* Consigne 1:
Présente en liste numérotée les lignes de la liste ci-dessous, de celle qui contient « screen. Provide the bounding box » jusqu'à celle qui contient « [322,150,380,197] » comprise, sans garder les lignes vides.

Les mécanismes de la prolifération nucléaire
La situation n'incite pas à l'optimisme. Tous les éléments sont en effet réunis pour qu’émerge ces prochaines années une nouvelle génération de puissances nucléaires. Le premier est l'accroissement de « l'offre », notamment depuis la chute de l'Union soviétique. Le gigantesque réservoir nucléaire russe, mal contrôlé, est à la disposition des apprentis atomistes, non pas tant pour les armes proprement dites que pour le savoir-faire (nombreux sont les savants russes à s'être expatriés au cours de la dernière décennie) et la matière fissile de qualité militaire (la seule Russie disposerait d'un stock d'environ 1000 tonnes), véritable clé de la prolifération (…).

* Données fournies:
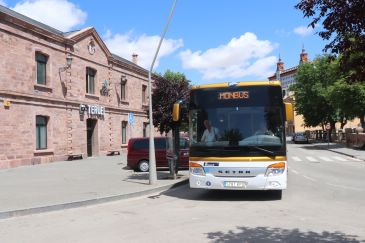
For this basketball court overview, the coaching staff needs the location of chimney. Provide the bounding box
[132,53,138,65]
[299,46,308,63]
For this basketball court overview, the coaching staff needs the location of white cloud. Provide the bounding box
[180,32,277,80]
[11,0,87,31]
[293,26,314,37]
[103,30,184,69]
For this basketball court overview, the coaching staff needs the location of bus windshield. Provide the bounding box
[189,106,284,148]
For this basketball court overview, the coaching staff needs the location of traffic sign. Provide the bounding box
[128,113,134,125]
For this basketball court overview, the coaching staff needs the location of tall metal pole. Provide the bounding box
[148,0,176,185]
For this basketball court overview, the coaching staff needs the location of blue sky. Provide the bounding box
[0,0,325,84]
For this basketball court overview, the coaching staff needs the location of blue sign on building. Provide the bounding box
[128,113,134,125]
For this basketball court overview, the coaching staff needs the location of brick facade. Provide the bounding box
[0,6,157,169]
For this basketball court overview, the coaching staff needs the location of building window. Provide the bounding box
[122,121,128,144]
[35,52,48,85]
[86,67,96,94]
[142,85,147,104]
[35,116,47,149]
[143,122,148,138]
[120,78,127,101]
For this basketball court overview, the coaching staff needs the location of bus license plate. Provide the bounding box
[224,181,246,188]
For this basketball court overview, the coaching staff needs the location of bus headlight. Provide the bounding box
[189,162,205,175]
[265,162,285,176]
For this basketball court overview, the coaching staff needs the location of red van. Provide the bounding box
[127,137,189,172]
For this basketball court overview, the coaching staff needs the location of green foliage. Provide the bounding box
[291,55,365,127]
[295,0,365,83]
[147,70,190,134]
[329,79,365,123]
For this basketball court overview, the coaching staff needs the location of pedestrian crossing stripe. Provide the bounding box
[319,156,333,162]
[305,156,318,162]
[289,156,362,162]
[349,157,361,161]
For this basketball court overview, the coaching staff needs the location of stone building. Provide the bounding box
[0,6,155,169]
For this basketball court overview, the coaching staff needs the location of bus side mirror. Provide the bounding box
[172,103,181,122]
[284,103,294,121]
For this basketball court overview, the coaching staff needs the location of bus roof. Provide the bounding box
[192,80,281,89]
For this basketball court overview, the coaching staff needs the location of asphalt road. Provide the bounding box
[0,144,365,243]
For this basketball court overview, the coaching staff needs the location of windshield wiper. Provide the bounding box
[248,146,275,156]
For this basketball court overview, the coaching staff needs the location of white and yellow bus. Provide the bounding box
[173,81,293,198]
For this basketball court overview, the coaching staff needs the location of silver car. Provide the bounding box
[293,132,309,143]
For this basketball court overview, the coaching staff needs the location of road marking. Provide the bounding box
[326,183,364,191]
[350,157,362,161]
[319,156,333,162]
[305,156,318,162]
[303,175,317,181]
[333,156,347,161]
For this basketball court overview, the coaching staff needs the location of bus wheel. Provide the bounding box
[138,160,150,172]
[271,190,283,200]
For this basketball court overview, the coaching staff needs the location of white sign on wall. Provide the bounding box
[80,104,105,116]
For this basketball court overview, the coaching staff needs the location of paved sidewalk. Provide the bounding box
[311,142,365,161]
[0,154,188,219]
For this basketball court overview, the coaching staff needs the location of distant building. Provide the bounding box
[269,48,309,97]
[268,47,359,136]
[268,47,309,136]
[0,6,160,169]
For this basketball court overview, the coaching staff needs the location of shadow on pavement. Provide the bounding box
[207,227,365,243]
[158,185,285,202]
[126,170,183,180]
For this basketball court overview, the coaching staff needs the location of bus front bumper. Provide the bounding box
[189,173,287,190]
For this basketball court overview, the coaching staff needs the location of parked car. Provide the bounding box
[292,132,309,143]
[127,137,189,172]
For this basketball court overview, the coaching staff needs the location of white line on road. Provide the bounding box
[305,156,318,162]
[291,170,299,175]
[303,175,317,181]
[291,156,302,162]
[319,156,333,162]
[333,156,347,161]
[350,157,361,161]
[326,183,364,191]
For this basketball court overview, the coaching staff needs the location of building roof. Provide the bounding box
[0,5,63,35]
[0,5,148,75]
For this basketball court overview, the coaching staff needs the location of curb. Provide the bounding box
[0,178,189,219]
[313,144,364,161]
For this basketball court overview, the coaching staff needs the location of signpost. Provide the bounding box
[326,123,331,148]
[128,112,134,137]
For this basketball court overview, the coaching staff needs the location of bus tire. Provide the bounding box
[138,160,150,172]
[271,190,283,200]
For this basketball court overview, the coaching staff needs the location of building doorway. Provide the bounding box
[86,119,97,157]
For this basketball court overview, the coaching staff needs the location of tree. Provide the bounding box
[291,56,338,127]
[295,0,365,83]
[329,79,365,128]
[147,70,190,134]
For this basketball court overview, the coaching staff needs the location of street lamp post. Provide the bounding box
[148,0,176,185]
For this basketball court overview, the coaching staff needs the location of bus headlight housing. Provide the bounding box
[189,162,205,175]
[265,162,285,176]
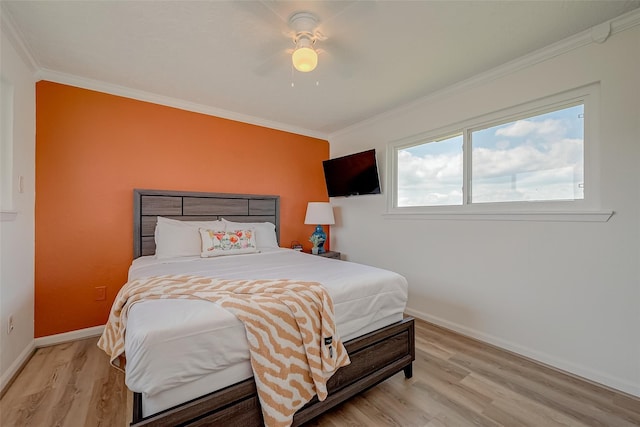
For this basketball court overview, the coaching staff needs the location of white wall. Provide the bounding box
[0,15,36,390]
[330,20,640,396]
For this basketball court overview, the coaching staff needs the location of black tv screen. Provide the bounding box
[322,150,380,197]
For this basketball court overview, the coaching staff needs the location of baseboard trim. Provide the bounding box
[35,325,104,348]
[405,307,640,397]
[0,340,36,398]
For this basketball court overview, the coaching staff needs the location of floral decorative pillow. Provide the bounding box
[200,228,258,258]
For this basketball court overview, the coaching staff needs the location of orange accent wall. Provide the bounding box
[35,81,329,337]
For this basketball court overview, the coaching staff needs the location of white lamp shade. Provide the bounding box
[304,202,336,225]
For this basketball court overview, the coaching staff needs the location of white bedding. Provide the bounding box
[125,249,408,416]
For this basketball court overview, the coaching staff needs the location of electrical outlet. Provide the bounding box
[95,286,107,301]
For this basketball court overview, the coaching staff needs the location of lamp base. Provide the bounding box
[309,225,327,254]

* Consigne 2:
Selon le texte sur la prolifération nucléaire, de quel stock de matière fissile de qualité militaire la Russie disposerait-elle à elle seule ?

* Réponse 1:
1. For this basketball court overview, the coaching staff needs the location of black tv screen. Provide the bounding box
2. [322,150,380,197]

* Réponse 2:
D'un stock d'environ 1000 tonnes.